*Extrait source*.
• • • • • • •
Le gouvernement Couillard sort l’artillerie lourde pour faire taire l’opposition à l’exploration pétrolière en Gaspésie. Il vient de demander à la Cour d’ordonner l’expulsion des citoyens qui occupent une terre publique située à trois kilomètres d’un site de forages de l’entreprise Junex. Une mesure sans précédent au Québec et qualifiée de « poursuite-bâillon » par les opposants, qui occupent leur campement sans bloquer l’accès au site de la pétrolière.


Jugeant que les membres et les sympathisants du groupe Environnement Vert Plus occupent « illégalement les terres du domaine de l’État », le ministre de l’Énergie et des Ressources naturelles Pierre Moreau avait déjà exigé la semaine dernière qu’ils démantèlent leur campement, mis en place il y a de cela près de neuf mois.


Consultez notre carte des permis d’exploration en vigueur au Québec


Dans une « demande d’ordonnance d’expulsion » qu’il vient de déposer en Cour supérieure, le gouvernement exige maintenant que les tribunaux mettent un terme à ce camp mis en place par des opposants à l’exploration et à l’exploitation pétrolière et gazière en Gaspésie.


La demande s’appuie notamment sur une déclaration de la sous-ministre associée à l’Énergie, Luce Asselin, qui dit avoir obtenu des photos qui montrent que le camp a pris de l’ampleur au cours des derniers jours. Ces photos ont été fournies directement par Junex.


Soutien à Junex


Ce « camp de la rivière », situé à l’ouest de Gaspé, sur le bord de la route 198, a été construit à l’entrée de la route d’accès aux sites de forages de l’entreprise Junex pour son projet Galt. Ce projet d’exploration pétrolière, pour lequel l’entreprise a déjà demandé un bail d’exploitation, pourrait bien devenir le premier gisement pétrolier exploité au Québec.


L’exploitation de ce gisement, qui nécessiterait le forage de plusieurs puits au cours des prochaines années, n’a toutefois pas encore passé l’étape d’une évaluation environnementale, qui pourrait être menée sous la responsabilité du Bureau d’audiences publiques sur l’environnement (BAPE).
• • • • • • •
*Matériel source*.

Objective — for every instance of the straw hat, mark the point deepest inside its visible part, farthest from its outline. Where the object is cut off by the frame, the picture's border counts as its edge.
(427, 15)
• • • • • • •
*Consigne A*.
Répondez aux questions suivantes à partir de l'article sur le camp de la rivière en Gaspésie :
(i) Depuis combien de temps le campement est-il en place ?
(ii) Qui a fourni les photos évoquées dans la déclaration de la sous-ministre associée Luce Asselin ?
(iii) Le long de quelle route le camp se trouve-t-il ?
*Consigne B*.
Reprenez l'article sur le camp de la rivière en Gaspésie après sa dernière phrase et poursuivez-le.

*Résultat attendu A*.
(i) Depuis près de neuf mois.
(ii) L'entreprise Junex.
(iii) La route 198.

*Résultat attendu B*.
Le gouvernement du Québec a offert un soutien financier de 5 millions de dollars à Junex pour développer son projet Galt. La pétrolière, qui ne faisait pas partie du projet Hydrocarbures Anticosti, a également reçu une compensation de 5,5 millions de dollars pour renoncer aux cinq permis qu’elle détenait sur l’île.


Selon les informations du Registraire des entreprises du Québec, le gouvernement est le troisième actionnaire de Junex, par l’entremise d’Investissement Québec.


Désobéissance civile


Selon une déclaration sous serment d’un employé du ministère de l’Énergie et des Ressources naturelles, le campement est situé à trois kilomètres des puits de forages de Junex, sur les terres du domaine de l’État.


Les documents déposés en Cour indiquent toutefois que le gouvernement juge illégal le fait d’occuper ce territoire, qui est également sous permis d’exploration détenu par Junex. En fait, une bonne partie du territoire de la Gaspésie est sous permis d’exploration depuis plusieurs années. Ces permis ont été accordés au départ au coût de 10 ¢ l’hectare et sans consultations publiques.


Le ministère de l’Énergie et des Ressources naturelles (MERN) redoute en outre la tenue annoncée d’un « camp de désobéissance civile », au cours duquel les opposants souhaitent organiser des formations de recherche de puits abandonnés et des formations d’actions directes d’opposition aux projets pétroliers et gaziers.


« De telles activités ont pour but de former, d’encourager, de planifier et d’inciter les participants à faire de la désobéissance civile [refus d’obéir à une loi], ce qui constitue en soi un préjudice sérieux et irréparable pour le MERN », peut-on lire dans les documents déposés par le gouvernement.


D’un point de vue juridique, le gouvernement peut très bien évoquer son droit de « propriété » sur le terrain occupé, selon l’avocat Jean-François Girard. Celui qui a porté la cause de Ristigouche-Sud-Est contre la pétrolière Gastem estime en effet que la « Loi sur les terres du domaine de l’État » autorise le ministre à exercer le droit de propriété, au nom du gouvernement.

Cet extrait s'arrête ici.